Excerpted text
□ □ □ □ □ □ □

Opinion

Andy Watters: A high profile manager doesn’t guarantee success but Davy Fitz will embrace toughest test with Antrim

All-Ireland manager Davy Fitzgerald will raise the profile and standards of hurling in Antrim

Davy Fitzgerald has been one of the most colourful characters in Gaelic Games
Davy Fitzgerald has been one of the most colourful characters in Gaelic Games

IRELAND’S Fittest Family is must-see TV in our house on a Sunday evening.

If you’re not familiar with the show, it features families from around the country competing against each other over a series of gruelling physical activities including wading through bogs, jumping over round bales and dragging themselves over walls.

Coaches like Donncha O’Callaghan, Anna Geary, Sonia O’Sullivan and Derval O’Rourke are all good craic but Davy Fitzgerald – who actually dreamt up the popular RTE show - is always the box office draw.

A tightly-wound ball of competitive energy who always wants to win, he pushes the families he is in charge of relentlessly. And they love it.

A friend of mine and his family took part a couple of years ago and Fitzgerald was their coach.

“I can see ye have grit,” he said before he started training them.

“I like that.”

My daughter still comes out with one of Davy’s lines which he said while one of his team was ‘Hanging Tough’ onto a bar high above the River Liffey.

“10 more seconds, gimme 10 more seconds or I’ll kill ya,” goes Davy.

“Right 10, 9… Hang in there, come annnn, keep goin, dig deep… 8, 7… Great, ye’re doin brilliant, hang aaan, look at me, keep yer eyes an me, keep goin, 6, 5… That’s it, there’s more in ya, come aaan…4, 3…”

SPLASH… The man, woman or child lost their grip on the bar and fell into the water but Davy had got those 10 more seconds out of them before they hit the water.

□ □ □ □ □ □ □

Given data
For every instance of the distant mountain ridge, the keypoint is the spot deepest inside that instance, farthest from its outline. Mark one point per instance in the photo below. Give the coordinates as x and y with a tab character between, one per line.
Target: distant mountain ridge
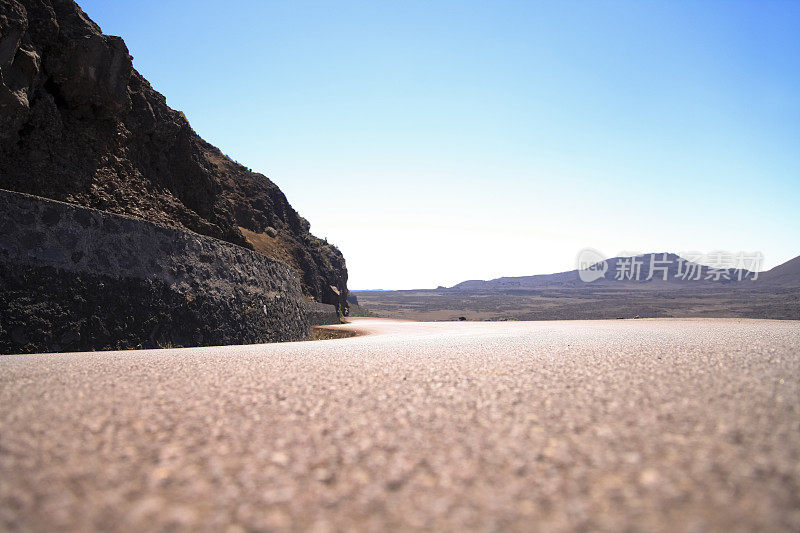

□ □ □ □ □ □ □

Your goal
Resume the column on Davy Fitzgerald taking charge of Antrim hurling, continuing from its last sentence. The material has no connection to the column on Davy Fitzgerald.

Task result
The Coney family from Clonoe, Co Tyrone said they could seek to defend their title as 'Ireland's Fittest Family'
The Coney family from Clonoe were the winners of one series of Ireland's Fittest Family

The day before the All-Ireland football final I heard Antrim were in negotiations to bring the Clare native up to the Glens. My journalistic reflexes went into overdrive because you could see immediately what a coup he would be for Antrim.

Yes, there were Antrim natives in for the job and they would have poured heart and soul into it and, yes, the resources required to bring the man who won All-Irelands as a player and manager with the Banner County could have been spent elsewhere, but Davy Fitz! Come on, when a man like that knocks on the door you’ve got to welcome him in.

His arrival has switched the eyes of the hurling faithful to the north-eastern corner of the country. Antrim is in the spotlight, the county’s stock has soared and you would imagine – although no-one has come out publicly to say it – that the hurlers in the Glens will be falling over themselves to get to work with their new bainisteoir.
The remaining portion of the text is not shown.